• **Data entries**
=== Begin Enclosure ===
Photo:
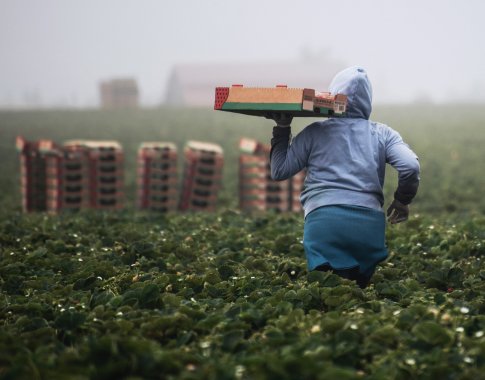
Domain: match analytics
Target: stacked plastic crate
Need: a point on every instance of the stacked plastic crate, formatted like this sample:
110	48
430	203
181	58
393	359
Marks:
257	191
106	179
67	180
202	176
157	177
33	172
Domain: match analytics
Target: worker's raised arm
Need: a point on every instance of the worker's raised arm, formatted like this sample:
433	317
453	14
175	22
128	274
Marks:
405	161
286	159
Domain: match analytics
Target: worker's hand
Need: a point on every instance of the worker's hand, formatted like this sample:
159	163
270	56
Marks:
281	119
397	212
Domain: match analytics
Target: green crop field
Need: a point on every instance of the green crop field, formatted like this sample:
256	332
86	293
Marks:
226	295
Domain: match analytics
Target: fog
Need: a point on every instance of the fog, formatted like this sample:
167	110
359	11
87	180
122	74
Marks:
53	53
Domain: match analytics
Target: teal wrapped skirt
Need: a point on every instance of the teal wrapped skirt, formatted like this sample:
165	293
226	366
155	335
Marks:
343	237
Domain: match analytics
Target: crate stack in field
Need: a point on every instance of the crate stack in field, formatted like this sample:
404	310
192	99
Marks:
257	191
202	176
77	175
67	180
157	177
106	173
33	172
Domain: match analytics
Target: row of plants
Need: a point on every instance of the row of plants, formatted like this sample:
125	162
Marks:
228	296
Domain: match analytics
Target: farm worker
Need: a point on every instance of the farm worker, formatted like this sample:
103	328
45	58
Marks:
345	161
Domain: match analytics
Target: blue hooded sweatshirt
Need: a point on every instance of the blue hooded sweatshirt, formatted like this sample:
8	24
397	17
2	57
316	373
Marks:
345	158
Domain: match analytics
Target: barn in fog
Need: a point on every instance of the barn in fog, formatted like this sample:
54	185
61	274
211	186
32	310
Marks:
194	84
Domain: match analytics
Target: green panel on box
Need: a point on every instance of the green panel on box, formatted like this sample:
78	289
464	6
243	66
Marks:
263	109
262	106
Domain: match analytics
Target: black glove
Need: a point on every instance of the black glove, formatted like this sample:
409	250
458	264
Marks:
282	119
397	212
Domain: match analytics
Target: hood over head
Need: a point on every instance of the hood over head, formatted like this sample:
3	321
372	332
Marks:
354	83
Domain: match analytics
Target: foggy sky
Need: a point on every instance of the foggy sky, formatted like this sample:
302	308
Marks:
=== End Enclosure ===
• **What you are asked to do**
Although the records above contain pictures, output every line exactly and leave the pictures out.

• **Answer for this exercise**
Photo:
Domain: match analytics
Target: stacked plastic crate
Need: a point on every instance of the stacked plastic crate, formatted like this sample:
110	48
430	203
181	58
393	359
Marks:
257	191
106	179
67	180
202	176
157	177
33	172
Domain: match analytics
Target: worker's raised arm
Need: a point on every instance of the worker's raised arm, formatted like this sample:
433	317
453	14
175	22
128	274
Marks:
405	161
286	159
Domain: match analytics
Target: worker's hand
Need: a point on every instance of the worker's hand, formatted like this sample:
159	163
270	56
Marks:
281	119
397	212
Domain: match analytics
Target: green crop field
Need: a point on every instance of the green crop field, formatted like this sample:
256	332
86	293
Marks:
226	295
Domain: match analytics
Target: fog
Need: a point on every instance of the fog, formatted like this sample:
167	110
359	11
87	180
122	74
Marks:
53	53
Domain: match analytics
Target: teal wrapped skirt
Need: a point on every instance of the teal wrapped skirt, formatted like this sample:
165	293
226	366
155	335
Marks:
343	237
Domain: match analytics
Target: crate stack in field
Need: a point on every instance of the crate stack in field, formatted like this sample:
404	310
192	99
Marks:
257	191
202	176
77	175
67	180
157	177
106	173
33	172
Domain: match analytics
Target: row of plants
Need: a point on every instance of the row of plants, formatted like this sample:
125	162
Marks:
228	296
Domain: match analytics
Target: farm worker
Need: a point on every instance of the farm worker, formatted like this sample:
103	328
45	58
Marks:
345	161
Domain: match analytics
Target: blue hooded sweatshirt
Need: a point on every instance of the blue hooded sweatshirt, formatted like this sample:
8	24
397	17
2	57
316	373
Marks:
345	158
Domain: match analytics
Target: barn in fog
Need: a point on every instance of the barn in fog, formatted like this sample:
54	185
61	274
211	186
32	310
Marks:
194	84
Domain: match analytics
Target: green panel on box
Need: a point on every instance of the green panel on box, formatted like this sample:
78	289
464	6
243	66
Marks:
263	109
262	106
Domain: match analytics
Target: black glove
Need: a point on every instance of the black glove, formatted like this sample:
409	250
458	264
Marks:
282	119
397	212
Domain: match analytics
Target: hood over head
Need: a point on every instance of the hood over head, formatted like this sample:
3	321
372	332
Marks:
354	83
Domain: match analytics
Target: foggy sky
Need: a point on every instance of the foggy sky, formatted like this sample:
302	308
Marks:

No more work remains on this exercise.